* Aim of the task *
Render every line of the entries below as a JSON array of strings, one string per line, with blank lines omitted.

* Task input *
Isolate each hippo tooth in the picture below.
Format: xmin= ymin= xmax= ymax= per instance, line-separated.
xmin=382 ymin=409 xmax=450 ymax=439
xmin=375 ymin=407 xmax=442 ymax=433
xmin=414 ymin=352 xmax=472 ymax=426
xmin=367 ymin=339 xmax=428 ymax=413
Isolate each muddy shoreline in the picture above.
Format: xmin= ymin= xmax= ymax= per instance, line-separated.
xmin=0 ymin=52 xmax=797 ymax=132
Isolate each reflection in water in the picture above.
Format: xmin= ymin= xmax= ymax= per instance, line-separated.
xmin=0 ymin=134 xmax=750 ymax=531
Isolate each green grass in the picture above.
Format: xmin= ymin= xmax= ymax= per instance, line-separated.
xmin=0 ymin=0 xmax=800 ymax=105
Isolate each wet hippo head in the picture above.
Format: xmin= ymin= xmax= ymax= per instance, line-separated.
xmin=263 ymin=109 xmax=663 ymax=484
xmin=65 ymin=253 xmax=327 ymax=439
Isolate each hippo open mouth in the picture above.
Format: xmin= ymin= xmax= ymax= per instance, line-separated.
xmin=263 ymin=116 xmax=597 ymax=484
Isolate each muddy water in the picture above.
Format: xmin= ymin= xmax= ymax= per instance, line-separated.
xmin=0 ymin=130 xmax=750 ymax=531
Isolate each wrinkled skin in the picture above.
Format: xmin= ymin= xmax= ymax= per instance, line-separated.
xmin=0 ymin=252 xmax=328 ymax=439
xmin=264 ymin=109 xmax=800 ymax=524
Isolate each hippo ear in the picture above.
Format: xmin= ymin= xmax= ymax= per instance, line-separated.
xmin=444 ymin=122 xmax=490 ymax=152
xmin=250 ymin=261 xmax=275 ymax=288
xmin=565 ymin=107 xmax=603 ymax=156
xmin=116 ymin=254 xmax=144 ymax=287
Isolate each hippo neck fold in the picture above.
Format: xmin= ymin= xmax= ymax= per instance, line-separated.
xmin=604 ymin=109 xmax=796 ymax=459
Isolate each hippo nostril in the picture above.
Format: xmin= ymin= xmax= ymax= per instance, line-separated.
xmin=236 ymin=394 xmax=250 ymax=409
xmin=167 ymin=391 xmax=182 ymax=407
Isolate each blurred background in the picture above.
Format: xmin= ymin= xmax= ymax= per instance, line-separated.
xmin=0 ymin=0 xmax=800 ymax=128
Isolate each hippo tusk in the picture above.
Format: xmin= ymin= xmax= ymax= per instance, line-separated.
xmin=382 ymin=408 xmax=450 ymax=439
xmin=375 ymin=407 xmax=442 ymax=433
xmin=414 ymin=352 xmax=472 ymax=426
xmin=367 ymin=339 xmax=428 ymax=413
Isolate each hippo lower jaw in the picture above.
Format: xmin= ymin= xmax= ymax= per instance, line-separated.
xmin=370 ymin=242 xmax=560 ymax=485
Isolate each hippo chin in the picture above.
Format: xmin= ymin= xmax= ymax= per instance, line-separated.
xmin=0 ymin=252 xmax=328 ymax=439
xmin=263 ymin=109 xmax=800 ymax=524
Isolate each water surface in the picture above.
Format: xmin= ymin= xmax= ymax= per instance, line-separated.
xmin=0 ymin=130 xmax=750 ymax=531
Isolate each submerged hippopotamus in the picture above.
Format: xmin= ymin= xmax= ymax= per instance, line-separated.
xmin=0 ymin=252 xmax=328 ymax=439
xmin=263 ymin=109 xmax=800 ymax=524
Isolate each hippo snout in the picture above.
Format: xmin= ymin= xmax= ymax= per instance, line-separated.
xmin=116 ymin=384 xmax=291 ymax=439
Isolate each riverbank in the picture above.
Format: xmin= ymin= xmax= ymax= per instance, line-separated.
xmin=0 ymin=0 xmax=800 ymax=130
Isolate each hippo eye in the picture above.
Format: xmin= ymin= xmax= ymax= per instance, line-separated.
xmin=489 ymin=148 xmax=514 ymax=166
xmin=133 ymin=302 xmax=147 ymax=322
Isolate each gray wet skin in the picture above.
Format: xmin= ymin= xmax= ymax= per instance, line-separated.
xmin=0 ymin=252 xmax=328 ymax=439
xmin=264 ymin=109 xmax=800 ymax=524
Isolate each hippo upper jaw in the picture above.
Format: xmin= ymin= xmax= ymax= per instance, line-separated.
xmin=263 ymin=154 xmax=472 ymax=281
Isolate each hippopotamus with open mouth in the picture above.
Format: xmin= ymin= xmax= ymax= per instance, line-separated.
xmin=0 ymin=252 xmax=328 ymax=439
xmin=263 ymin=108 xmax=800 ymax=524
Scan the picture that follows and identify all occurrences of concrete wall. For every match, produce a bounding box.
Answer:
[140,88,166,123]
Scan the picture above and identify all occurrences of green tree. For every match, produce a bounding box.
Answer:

* Problem solution *
[
  "Isolate each hippo tooth in the picture below.",
  "Format: xmin= ymin= xmax= ymax= per instance, line-separated.",
  "xmin=382 ymin=409 xmax=450 ymax=439",
  "xmin=375 ymin=407 xmax=442 ymax=433",
  "xmin=414 ymin=352 xmax=472 ymax=426",
  "xmin=367 ymin=339 xmax=428 ymax=413",
  "Isolate each muddy shoreline in the picture above.",
  "Format: xmin= ymin= xmax= ymax= per instance, line-separated.",
  "xmin=0 ymin=52 xmax=797 ymax=132",
  "Isolate each reflection in water in the picture above.",
  "Format: xmin= ymin= xmax= ymax= per instance, line-separated.",
  "xmin=0 ymin=134 xmax=750 ymax=531",
  "Isolate each green grass in the picture above.",
  "Format: xmin= ymin= xmax= ymax= per instance, line-separated.",
  "xmin=0 ymin=0 xmax=800 ymax=105",
  "Isolate each wet hippo head in the picture above.",
  "Format: xmin= ymin= xmax= ymax= per instance, line-separated.",
  "xmin=263 ymin=109 xmax=663 ymax=484",
  "xmin=65 ymin=253 xmax=327 ymax=439",
  "Isolate each hippo open mouth in the picture above.",
  "Format: xmin= ymin= xmax= ymax= per instance, line-separated.",
  "xmin=263 ymin=116 xmax=597 ymax=484",
  "Isolate each muddy water in the picture above.",
  "Format: xmin= ymin= xmax= ymax= per instance, line-separated.",
  "xmin=0 ymin=130 xmax=750 ymax=531",
  "Isolate each wrinkled skin in the picture above.",
  "Format: xmin= ymin= xmax= ymax= per instance, line-separated.",
  "xmin=0 ymin=252 xmax=328 ymax=439",
  "xmin=264 ymin=109 xmax=800 ymax=524",
  "Isolate each hippo ear in the picture above.",
  "Format: xmin= ymin= xmax= ymax= per instance, line-separated.",
  "xmin=444 ymin=122 xmax=490 ymax=152",
  "xmin=250 ymin=261 xmax=275 ymax=288",
  "xmin=565 ymin=107 xmax=603 ymax=156",
  "xmin=116 ymin=254 xmax=144 ymax=287",
  "Isolate each hippo neck fold in the picture above.",
  "Format: xmin= ymin= xmax= ymax= per instance, line-separated.",
  "xmin=604 ymin=109 xmax=796 ymax=459",
  "Isolate each hippo nostril in the picture above.",
  "Format: xmin= ymin= xmax= ymax= per instance, line-separated.",
  "xmin=236 ymin=394 xmax=250 ymax=409",
  "xmin=167 ymin=391 xmax=182 ymax=407",
  "Isolate each blurred background in the picture above.",
  "Format: xmin= ymin= xmax= ymax= per instance, line-separated.",
  "xmin=0 ymin=0 xmax=800 ymax=128",
  "Isolate each hippo tusk in the picture above.",
  "Format: xmin= ymin= xmax= ymax= per instance, line-separated.",
  "xmin=382 ymin=408 xmax=450 ymax=439",
  "xmin=375 ymin=407 xmax=442 ymax=433",
  "xmin=414 ymin=352 xmax=472 ymax=426",
  "xmin=367 ymin=339 xmax=428 ymax=413",
  "Isolate each hippo lower jaw in the picture above.",
  "Format: xmin= ymin= xmax= ymax= per instance, line-separated.",
  "xmin=370 ymin=242 xmax=560 ymax=485",
  "Isolate each hippo chin in the picture above.",
  "Format: xmin= ymin= xmax= ymax= per instance, line-separated.",
  "xmin=0 ymin=252 xmax=328 ymax=439",
  "xmin=263 ymin=109 xmax=800 ymax=524",
  "Isolate each water surface in the picture above.",
  "Format: xmin= ymin= xmax= ymax= per instance, line-separated.",
  "xmin=0 ymin=130 xmax=750 ymax=531",
  "Isolate each submerged hippopotamus in the picture above.",
  "Format: xmin= ymin= xmax= ymax= per instance, line-separated.",
  "xmin=0 ymin=252 xmax=328 ymax=439",
  "xmin=263 ymin=109 xmax=800 ymax=524",
  "Isolate each hippo snout in the picture above.",
  "Format: xmin= ymin= xmax= ymax= per instance, line-separated.",
  "xmin=116 ymin=384 xmax=291 ymax=439",
  "Isolate each riverbank in the picture above.",
  "Format: xmin= ymin= xmax= ymax= per instance, line-separated.",
  "xmin=0 ymin=0 xmax=800 ymax=130",
  "Isolate each hippo eye in the picture above.",
  "Format: xmin= ymin= xmax= ymax= per instance, line-separated.",
  "xmin=489 ymin=148 xmax=514 ymax=166",
  "xmin=133 ymin=302 xmax=147 ymax=322",
  "Isolate each gray wet skin in the picture above.",
  "Format: xmin= ymin= xmax= ymax= per instance, line-separated.",
  "xmin=0 ymin=252 xmax=328 ymax=439",
  "xmin=264 ymin=109 xmax=800 ymax=524",
  "Isolate each hippo upper jaw in the picture above.",
  "Format: xmin= ymin= xmax= ymax= per instance, line-separated.",
  "xmin=263 ymin=154 xmax=472 ymax=281",
  "Isolate each hippopotamus with open mouth in the picture above.",
  "Format: xmin= ymin= xmax= ymax= per instance, line-separated.",
  "xmin=0 ymin=252 xmax=328 ymax=439",
  "xmin=263 ymin=108 xmax=800 ymax=524",
  "Scan the picture that follows and identify all occurrences of concrete wall. For every match, produce a bounding box.",
  "Answer:",
  "[140,88,166,123]",
  "Scan the picture above and identify all occurrences of green tree. For every match, produce a bounding box.",
  "Answer:"
]